[[ Provided records, beginning ]]

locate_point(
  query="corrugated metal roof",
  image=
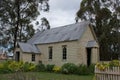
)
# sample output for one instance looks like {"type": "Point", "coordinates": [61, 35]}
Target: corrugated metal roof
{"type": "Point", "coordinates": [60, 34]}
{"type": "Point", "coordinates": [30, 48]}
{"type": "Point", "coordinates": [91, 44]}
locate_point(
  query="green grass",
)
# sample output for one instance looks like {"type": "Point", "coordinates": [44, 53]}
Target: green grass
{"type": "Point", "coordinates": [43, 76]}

[[ Provided records, end ]]
[[ Provided records, beginning ]]

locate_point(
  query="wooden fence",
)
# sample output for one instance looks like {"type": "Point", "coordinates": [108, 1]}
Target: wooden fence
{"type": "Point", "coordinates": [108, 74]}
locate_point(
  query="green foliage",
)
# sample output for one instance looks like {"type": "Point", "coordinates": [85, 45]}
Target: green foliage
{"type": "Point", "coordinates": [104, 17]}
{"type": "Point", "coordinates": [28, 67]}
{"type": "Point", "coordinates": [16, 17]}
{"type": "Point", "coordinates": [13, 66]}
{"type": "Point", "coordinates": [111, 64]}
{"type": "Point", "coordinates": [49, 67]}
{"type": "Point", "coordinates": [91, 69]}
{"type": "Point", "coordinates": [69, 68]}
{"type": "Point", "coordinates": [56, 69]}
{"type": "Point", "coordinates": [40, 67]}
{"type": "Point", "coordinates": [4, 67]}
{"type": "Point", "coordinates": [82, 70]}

[[ Provided records, end ]]
[[ Provided records, beginning ]]

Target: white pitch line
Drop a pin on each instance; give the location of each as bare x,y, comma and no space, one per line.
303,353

[[ Provided records, end ]]

## Aim of the exercise
Whenever the word "like" occurs in a line of the listing above, return that line.

## Written solution
# sample output for one instance looks like {"type": "Point", "coordinates": [61, 35]}
# sample output for one instance looks like {"type": "Point", "coordinates": [44, 53]}
# sample output for one instance looks like {"type": "Point", "coordinates": [108, 1]}
# sample output for one instance looks like {"type": "Point", "coordinates": [85, 45]}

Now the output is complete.